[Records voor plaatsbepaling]

========================

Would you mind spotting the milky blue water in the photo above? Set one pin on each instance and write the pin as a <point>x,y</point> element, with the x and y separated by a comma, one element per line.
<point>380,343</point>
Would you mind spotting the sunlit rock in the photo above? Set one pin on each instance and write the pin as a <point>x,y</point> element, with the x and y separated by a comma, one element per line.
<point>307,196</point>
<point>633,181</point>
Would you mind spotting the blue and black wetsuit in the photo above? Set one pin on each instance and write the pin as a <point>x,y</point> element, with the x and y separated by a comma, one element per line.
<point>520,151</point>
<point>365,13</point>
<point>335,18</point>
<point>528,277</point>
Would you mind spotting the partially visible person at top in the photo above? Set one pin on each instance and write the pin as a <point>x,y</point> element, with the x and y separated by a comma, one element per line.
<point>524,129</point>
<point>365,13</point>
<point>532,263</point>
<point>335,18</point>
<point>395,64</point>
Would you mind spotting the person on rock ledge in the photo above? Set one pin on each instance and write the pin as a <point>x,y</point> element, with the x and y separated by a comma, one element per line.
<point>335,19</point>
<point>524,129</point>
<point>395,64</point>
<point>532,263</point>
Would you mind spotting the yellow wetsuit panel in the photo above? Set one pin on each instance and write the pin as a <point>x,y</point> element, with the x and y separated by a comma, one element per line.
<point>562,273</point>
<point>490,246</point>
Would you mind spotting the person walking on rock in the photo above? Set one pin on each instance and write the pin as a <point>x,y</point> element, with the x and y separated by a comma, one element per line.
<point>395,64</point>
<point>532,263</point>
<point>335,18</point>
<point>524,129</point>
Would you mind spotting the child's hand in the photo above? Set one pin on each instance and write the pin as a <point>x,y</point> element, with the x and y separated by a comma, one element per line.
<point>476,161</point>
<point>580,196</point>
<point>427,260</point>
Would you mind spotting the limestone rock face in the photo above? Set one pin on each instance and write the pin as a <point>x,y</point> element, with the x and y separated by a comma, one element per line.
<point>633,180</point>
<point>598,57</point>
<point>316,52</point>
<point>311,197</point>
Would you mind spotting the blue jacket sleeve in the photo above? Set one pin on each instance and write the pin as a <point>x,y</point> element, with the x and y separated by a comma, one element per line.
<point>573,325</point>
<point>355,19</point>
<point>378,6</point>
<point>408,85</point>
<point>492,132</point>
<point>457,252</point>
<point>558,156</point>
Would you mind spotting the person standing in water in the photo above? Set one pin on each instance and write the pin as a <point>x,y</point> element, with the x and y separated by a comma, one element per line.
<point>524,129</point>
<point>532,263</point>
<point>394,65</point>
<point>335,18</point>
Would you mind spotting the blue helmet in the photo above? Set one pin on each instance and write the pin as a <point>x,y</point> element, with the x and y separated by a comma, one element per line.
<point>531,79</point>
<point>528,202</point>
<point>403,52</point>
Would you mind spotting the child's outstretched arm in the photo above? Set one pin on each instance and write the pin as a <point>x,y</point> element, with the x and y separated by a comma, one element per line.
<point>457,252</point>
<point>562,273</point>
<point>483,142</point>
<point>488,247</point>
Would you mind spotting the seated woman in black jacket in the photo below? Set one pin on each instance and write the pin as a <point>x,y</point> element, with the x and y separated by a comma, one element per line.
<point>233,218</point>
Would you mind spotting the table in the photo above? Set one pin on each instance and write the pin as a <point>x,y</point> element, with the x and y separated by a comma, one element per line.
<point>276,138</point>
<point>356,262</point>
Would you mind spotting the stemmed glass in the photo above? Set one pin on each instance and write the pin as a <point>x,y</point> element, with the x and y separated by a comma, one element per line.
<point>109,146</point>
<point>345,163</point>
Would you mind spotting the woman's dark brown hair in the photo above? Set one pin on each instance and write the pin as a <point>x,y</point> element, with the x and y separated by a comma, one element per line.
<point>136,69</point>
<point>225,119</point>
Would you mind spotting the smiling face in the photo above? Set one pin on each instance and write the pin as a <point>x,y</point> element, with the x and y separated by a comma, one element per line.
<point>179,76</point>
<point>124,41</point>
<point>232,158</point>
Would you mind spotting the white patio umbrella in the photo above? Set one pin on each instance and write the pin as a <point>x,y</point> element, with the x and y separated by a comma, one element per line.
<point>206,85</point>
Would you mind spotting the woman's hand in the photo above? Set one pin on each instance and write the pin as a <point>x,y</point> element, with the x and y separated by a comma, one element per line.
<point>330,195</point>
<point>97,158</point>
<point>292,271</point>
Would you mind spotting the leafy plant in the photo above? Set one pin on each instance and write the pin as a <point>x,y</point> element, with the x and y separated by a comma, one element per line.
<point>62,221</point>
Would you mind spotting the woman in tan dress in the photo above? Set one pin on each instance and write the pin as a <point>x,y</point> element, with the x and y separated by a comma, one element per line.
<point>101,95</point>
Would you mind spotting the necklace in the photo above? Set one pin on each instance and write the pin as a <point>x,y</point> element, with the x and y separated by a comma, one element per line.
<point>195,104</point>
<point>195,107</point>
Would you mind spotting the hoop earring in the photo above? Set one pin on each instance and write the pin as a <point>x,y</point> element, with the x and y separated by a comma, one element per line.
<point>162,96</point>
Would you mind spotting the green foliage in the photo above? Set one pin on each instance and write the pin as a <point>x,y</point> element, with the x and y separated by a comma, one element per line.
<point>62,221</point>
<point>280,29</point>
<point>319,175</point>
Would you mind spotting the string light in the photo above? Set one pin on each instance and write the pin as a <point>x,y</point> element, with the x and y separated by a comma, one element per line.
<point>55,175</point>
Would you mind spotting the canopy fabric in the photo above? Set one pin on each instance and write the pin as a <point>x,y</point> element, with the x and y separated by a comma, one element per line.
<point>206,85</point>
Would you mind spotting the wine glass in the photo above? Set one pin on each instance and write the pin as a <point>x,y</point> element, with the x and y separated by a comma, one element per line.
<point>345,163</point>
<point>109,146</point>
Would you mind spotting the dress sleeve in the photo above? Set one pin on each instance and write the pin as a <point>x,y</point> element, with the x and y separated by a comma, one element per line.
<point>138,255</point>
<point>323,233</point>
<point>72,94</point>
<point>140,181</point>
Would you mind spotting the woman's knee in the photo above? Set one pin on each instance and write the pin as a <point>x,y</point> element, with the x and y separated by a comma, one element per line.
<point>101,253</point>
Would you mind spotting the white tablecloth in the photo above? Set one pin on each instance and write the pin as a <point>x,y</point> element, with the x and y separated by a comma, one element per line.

========================

* Jouw doel
Zet de regels van alle records hierboven in een JSON-lijst van strings, met één string per regel. Lege regels laat je weg.

* Resultaat
[
  "Would you mind spotting the milky blue water in the photo above? Set one pin on each instance and write the pin as a <point>x,y</point> element, with the x and y separated by a comma, one element per line.",
  "<point>380,343</point>",
  "Would you mind spotting the sunlit rock in the photo above? Set one pin on each instance and write the pin as a <point>x,y</point> element, with the x and y separated by a comma, one element per line.",
  "<point>307,196</point>",
  "<point>633,181</point>",
  "Would you mind spotting the blue and black wetsuit in the photo above? Set one pin on each instance and write the pin as a <point>x,y</point> element, with the x and y separated by a comma, one element per line.",
  "<point>520,151</point>",
  "<point>365,13</point>",
  "<point>335,18</point>",
  "<point>528,277</point>",
  "Would you mind spotting the partially visible person at top in the photo above? Set one pin on each instance and write the pin as a <point>x,y</point> element, with the x and y separated by a comma, one element per line.",
  "<point>524,129</point>",
  "<point>365,13</point>",
  "<point>532,263</point>",
  "<point>335,18</point>",
  "<point>395,64</point>",
  "Would you mind spotting the person on rock ledge in the photo above? Set one pin on each instance and write the pin as a <point>x,y</point> element, with the x and y separated by a comma, one element per line.",
  "<point>335,19</point>",
  "<point>524,129</point>",
  "<point>395,64</point>",
  "<point>532,263</point>",
  "Would you mind spotting the yellow wetsuit panel in the photo above? Set one pin on each instance and write the pin as a <point>x,y</point> element, with the x and y separated by a comma, one element per line.",
  "<point>562,273</point>",
  "<point>490,246</point>",
  "Would you mind spotting the person walking on rock in the photo above? Set one pin on each instance and write the pin as a <point>x,y</point> element, with the x and y separated by a comma, one element per line.",
  "<point>395,64</point>",
  "<point>532,263</point>",
  "<point>335,18</point>",
  "<point>524,129</point>",
  "Would you mind spotting the child's hand in the photo above? Set one pin on each instance and write the pin as a <point>x,y</point> element, with the x and y separated by a comma, one element per line.",
  "<point>476,161</point>",
  "<point>580,196</point>",
  "<point>427,260</point>",
  "Would you mind spotting the limestone rock face in the photo above? Set one pin on each instance and write the pin as a <point>x,y</point> element, with the x and y separated by a comma, one element per line.",
  "<point>633,180</point>",
  "<point>598,57</point>",
  "<point>316,52</point>",
  "<point>311,197</point>",
  "Would you mind spotting the blue jacket sleeve in the photo above? Set one pin on each instance and write the pin as a <point>x,y</point> element, with the x and y separated by a comma, one element per line.",
  "<point>573,325</point>",
  "<point>355,19</point>",
  "<point>378,6</point>",
  "<point>408,85</point>",
  "<point>492,132</point>",
  "<point>457,252</point>",
  "<point>558,156</point>",
  "Would you mind spotting the person standing in water in the photo above? Set one pin on each instance and write the pin as a <point>x,y</point> element, with the x and y separated by a comma, one element per line.",
  "<point>524,129</point>",
  "<point>532,263</point>",
  "<point>394,65</point>",
  "<point>335,18</point>",
  "Would you mind spotting the blue helmet in the photo above? Set one pin on each instance and write the pin as a <point>x,y</point> element, with the x and y separated by a comma, one element per line.",
  "<point>531,79</point>",
  "<point>528,202</point>",
  "<point>403,52</point>",
  "Would you mind spotting the child's outstretched arm in the photo above? Set one pin on each instance and write the pin as a <point>x,y</point> element, with the x and y separated by a comma, one element per line.",
  "<point>457,252</point>",
  "<point>562,273</point>",
  "<point>483,142</point>",
  "<point>488,247</point>",
  "Would you mind spotting the seated woman in black jacket in the photo below? Set one pin on each instance and write the pin as a <point>x,y</point> element, with the x and y separated by a comma, one element per line.",
  "<point>233,218</point>",
  "Would you mind spotting the table in the photo above? Set one pin on each instance and write the pin as a <point>x,y</point> element, with the x and y separated by a comma, one element per line.",
  "<point>276,138</point>",
  "<point>356,262</point>",
  "Would you mind spotting the stemmed glass in the photo above? Set one pin on each instance and write the pin as a <point>x,y</point> element, with the x and y separated by a comma, one element per line.",
  "<point>109,146</point>",
  "<point>345,163</point>",
  "Would you mind spotting the woman's dark brown hair in the photo above? Set one pin on each instance and write the pin as a <point>x,y</point> element, with the x and y separated by a comma, one element per line.",
  "<point>136,69</point>",
  "<point>225,119</point>",
  "Would you mind spotting the smiling face in the photo above? Set one pin on each instance and write the pin as a <point>x,y</point> element, with the x and y separated by a comma, one element per line.",
  "<point>179,76</point>",
  "<point>124,41</point>",
  "<point>232,158</point>",
  "Would you mind spotting the white patio umbrella in the photo above? Set one pin on each instance and write the pin as a <point>x,y</point> element, with the x and y separated by a comma, one element per line.",
  "<point>206,85</point>",
  "Would you mind spotting the woman's hand in the photo above? Set one pin on each instance and write the pin as a <point>x,y</point> element, with the x and y separated by a comma, one element per line.",
  "<point>330,195</point>",
  "<point>97,158</point>",
  "<point>292,271</point>",
  "Would you mind spotting the leafy plant in the photo above? Set one pin on each instance and write the pin as a <point>x,y</point> element, with the x and y separated by a comma, one element per line.",
  "<point>62,221</point>",
  "Would you mind spotting the woman in tan dress in the photo above? Set one pin on each instance and write the pin as a <point>x,y</point> element, with the x and y separated by a comma, one element per line.",
  "<point>101,95</point>",
  "Would you mind spotting the necklace in the photo above? Set one pin on each instance and write the pin as a <point>x,y</point> element, with the x and y separated by a comma, one element per line.",
  "<point>195,104</point>",
  "<point>195,107</point>",
  "Would you mind spotting the hoop earring in the photo above? Set one pin on each instance and write the pin as a <point>x,y</point> element, with the x and y separated by a comma, one element per line.",
  "<point>162,96</point>",
  "Would you mind spotting the green foliage in the photo above? Set one pin on each instance and write the pin as a <point>x,y</point> element, with the x and y separated by a comma, one element per line.",
  "<point>62,221</point>",
  "<point>280,29</point>",
  "<point>319,175</point>",
  "Would you mind spotting the string light in the photo above? Set one pin on each instance and write the pin as a <point>x,y</point> element, with the x and y separated by a comma, one element per line.",
  "<point>55,175</point>",
  "Would you mind spotting the canopy fabric in the photo above? Set one pin on each instance and write the pin as a <point>x,y</point> element, with the x and y separated by a comma, one element per line.",
  "<point>206,85</point>",
  "Would you mind spotting the wine glass in the photo above? Set one pin on each instance and write the pin as a <point>x,y</point> element, with the x and y separated by a comma, one element per line.",
  "<point>345,163</point>",
  "<point>109,146</point>",
  "Would you mind spotting the dress sleeve in the photo above? Set one pin on each instance and write the pin as a <point>x,y</point> element, with the x and y separated by a comma, one element per line.",
  "<point>138,255</point>",
  "<point>323,233</point>",
  "<point>72,94</point>",
  "<point>140,181</point>",
  "Would you mind spotting the woman's knee in the photo above? Set one pin on each instance and write the pin as a <point>x,y</point> element, with the x and y separated by a comma, one element per line.",
  "<point>101,253</point>",
  "Would you mind spotting the white tablecloth in the photo above? Set one pin on each instance and write the pin as a <point>x,y</point> element, with the x and y separated by a comma, one element per line."
]